══ Exercise input

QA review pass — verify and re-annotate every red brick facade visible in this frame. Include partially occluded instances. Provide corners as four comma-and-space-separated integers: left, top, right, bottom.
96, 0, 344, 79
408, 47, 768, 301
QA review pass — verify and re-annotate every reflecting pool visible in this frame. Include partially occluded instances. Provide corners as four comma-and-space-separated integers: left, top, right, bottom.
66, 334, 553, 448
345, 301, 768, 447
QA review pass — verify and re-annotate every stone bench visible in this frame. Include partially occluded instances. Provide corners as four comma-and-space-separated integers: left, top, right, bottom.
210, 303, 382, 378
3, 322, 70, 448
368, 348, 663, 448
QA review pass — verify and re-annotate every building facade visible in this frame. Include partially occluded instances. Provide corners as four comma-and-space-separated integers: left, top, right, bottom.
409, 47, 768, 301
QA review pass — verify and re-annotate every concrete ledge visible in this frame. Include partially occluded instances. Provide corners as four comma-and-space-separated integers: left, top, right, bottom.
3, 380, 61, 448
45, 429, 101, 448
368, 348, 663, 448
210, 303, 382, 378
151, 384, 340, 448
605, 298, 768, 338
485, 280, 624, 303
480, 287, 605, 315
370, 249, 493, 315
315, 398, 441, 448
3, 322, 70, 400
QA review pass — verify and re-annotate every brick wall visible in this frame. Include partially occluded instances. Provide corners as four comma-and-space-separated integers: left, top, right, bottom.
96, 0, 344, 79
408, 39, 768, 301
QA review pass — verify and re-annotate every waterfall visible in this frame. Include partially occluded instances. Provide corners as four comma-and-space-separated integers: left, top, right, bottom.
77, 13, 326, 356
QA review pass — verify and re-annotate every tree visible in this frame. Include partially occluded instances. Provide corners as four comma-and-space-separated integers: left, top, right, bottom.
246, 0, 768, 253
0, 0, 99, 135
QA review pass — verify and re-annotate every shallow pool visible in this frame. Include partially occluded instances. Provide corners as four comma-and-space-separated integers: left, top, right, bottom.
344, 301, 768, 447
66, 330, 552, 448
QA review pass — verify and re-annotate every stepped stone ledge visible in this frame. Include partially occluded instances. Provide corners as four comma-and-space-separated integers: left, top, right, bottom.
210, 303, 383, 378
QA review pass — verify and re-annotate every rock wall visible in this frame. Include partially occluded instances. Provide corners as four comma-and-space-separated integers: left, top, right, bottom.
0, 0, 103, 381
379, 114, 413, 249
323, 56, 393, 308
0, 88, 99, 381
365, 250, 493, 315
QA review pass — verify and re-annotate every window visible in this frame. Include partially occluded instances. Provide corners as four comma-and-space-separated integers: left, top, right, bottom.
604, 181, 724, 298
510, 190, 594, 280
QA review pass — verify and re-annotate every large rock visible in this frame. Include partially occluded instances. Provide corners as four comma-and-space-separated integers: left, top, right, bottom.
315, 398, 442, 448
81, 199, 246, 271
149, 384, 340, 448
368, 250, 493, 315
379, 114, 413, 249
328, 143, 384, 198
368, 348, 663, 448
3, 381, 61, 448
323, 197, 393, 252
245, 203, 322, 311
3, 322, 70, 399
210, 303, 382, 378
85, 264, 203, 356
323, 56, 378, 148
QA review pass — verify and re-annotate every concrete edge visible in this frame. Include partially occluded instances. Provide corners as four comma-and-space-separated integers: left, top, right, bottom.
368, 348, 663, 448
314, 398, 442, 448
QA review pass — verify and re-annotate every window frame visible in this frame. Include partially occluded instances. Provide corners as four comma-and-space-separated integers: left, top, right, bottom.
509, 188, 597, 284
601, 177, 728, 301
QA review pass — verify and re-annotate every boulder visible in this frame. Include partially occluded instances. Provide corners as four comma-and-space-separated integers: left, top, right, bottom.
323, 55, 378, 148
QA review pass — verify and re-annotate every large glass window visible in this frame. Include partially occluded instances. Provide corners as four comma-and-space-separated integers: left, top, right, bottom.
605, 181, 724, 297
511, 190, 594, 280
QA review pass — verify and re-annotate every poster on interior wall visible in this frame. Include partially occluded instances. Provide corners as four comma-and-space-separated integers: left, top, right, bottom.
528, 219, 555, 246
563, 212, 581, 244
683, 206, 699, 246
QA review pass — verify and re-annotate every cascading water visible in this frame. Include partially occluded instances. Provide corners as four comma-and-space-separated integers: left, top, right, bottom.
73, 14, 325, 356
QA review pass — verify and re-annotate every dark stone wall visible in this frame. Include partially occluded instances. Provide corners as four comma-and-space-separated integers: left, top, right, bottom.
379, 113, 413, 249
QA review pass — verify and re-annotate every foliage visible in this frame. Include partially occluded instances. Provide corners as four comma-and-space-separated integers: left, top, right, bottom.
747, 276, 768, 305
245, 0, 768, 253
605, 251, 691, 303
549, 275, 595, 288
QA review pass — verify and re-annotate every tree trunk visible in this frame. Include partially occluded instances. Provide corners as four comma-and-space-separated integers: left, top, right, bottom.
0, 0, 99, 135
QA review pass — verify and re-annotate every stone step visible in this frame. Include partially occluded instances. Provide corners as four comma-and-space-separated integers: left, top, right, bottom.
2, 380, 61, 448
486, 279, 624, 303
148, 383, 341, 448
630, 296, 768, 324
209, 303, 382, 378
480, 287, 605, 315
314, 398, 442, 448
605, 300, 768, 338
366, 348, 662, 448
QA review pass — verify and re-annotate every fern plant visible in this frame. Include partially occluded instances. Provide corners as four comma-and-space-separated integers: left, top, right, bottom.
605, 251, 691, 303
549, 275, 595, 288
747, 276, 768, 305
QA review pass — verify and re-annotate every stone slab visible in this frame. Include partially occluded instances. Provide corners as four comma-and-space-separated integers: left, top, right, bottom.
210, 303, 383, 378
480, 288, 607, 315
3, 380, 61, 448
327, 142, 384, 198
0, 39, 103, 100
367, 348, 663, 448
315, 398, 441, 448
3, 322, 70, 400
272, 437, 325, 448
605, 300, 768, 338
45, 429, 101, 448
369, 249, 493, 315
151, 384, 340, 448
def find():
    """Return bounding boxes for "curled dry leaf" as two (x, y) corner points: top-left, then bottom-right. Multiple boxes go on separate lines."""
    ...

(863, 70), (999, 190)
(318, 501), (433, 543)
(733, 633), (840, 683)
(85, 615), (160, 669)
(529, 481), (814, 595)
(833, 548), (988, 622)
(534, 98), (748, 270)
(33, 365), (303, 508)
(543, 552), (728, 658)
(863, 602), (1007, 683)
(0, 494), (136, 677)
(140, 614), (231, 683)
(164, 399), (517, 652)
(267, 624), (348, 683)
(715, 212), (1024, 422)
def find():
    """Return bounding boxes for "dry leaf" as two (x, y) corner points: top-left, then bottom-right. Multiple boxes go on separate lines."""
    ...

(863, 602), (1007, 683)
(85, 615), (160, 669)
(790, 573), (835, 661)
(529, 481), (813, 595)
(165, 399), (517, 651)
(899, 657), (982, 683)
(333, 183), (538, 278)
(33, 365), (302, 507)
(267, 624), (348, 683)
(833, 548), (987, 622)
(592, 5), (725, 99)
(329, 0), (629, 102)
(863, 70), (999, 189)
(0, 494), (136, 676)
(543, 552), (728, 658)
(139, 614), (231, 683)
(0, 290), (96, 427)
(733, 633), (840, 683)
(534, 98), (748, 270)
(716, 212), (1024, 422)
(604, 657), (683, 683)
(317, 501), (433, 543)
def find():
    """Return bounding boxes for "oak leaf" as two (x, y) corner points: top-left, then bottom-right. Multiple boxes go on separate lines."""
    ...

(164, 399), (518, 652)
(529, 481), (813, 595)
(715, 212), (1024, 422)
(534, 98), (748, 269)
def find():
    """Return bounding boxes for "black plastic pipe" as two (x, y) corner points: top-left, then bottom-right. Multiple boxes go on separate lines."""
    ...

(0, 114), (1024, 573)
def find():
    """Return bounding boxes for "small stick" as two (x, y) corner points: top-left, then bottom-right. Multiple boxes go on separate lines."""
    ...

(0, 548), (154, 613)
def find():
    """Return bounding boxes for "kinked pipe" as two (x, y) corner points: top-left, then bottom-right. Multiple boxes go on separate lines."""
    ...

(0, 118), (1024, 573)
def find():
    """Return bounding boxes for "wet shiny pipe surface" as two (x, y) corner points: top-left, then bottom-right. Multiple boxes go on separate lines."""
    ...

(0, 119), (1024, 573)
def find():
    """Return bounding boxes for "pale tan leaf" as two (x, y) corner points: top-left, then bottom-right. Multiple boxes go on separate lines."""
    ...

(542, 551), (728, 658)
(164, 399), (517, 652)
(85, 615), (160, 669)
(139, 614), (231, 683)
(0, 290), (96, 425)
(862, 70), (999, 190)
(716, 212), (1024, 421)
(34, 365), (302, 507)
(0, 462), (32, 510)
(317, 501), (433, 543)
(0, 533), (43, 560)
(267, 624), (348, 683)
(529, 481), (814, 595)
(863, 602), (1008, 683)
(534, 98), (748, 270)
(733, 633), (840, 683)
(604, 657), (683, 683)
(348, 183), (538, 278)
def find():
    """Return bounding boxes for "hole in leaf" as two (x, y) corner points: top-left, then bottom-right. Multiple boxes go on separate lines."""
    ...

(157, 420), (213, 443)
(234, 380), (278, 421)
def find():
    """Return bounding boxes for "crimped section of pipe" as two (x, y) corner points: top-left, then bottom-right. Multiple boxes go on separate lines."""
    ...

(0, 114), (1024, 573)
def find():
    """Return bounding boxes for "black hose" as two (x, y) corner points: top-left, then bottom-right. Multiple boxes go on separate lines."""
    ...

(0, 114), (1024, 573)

════

### Short problem
Repeat the lines word for word, beginning with the line that contains "QA review pass — verify and re-annotate every large glass" and ending after the line that contains "73, 14, 325, 356".

### Right answer
QA review pass — verify and re-annotate every large glass window visible in this frame. Include partially occluded instances. Provide corners as four comma-and-space-separated integers: left, top, right, bottom.
605, 181, 724, 297
511, 190, 594, 280
QA review pass — verify and re-annotate every poster on interior wall visible in this frame. Include partially occluded instances. Provide corners as four comma-and-space-separated integers: left, top, right, bottom.
528, 219, 555, 246
563, 212, 581, 244
683, 206, 699, 246
QA review pass — verify and re-annotate every cascading water visible in this frame. Include partially occluded instances. Provide corners as four comma-and-space-separated integers: left, top, right, bottom.
73, 14, 325, 356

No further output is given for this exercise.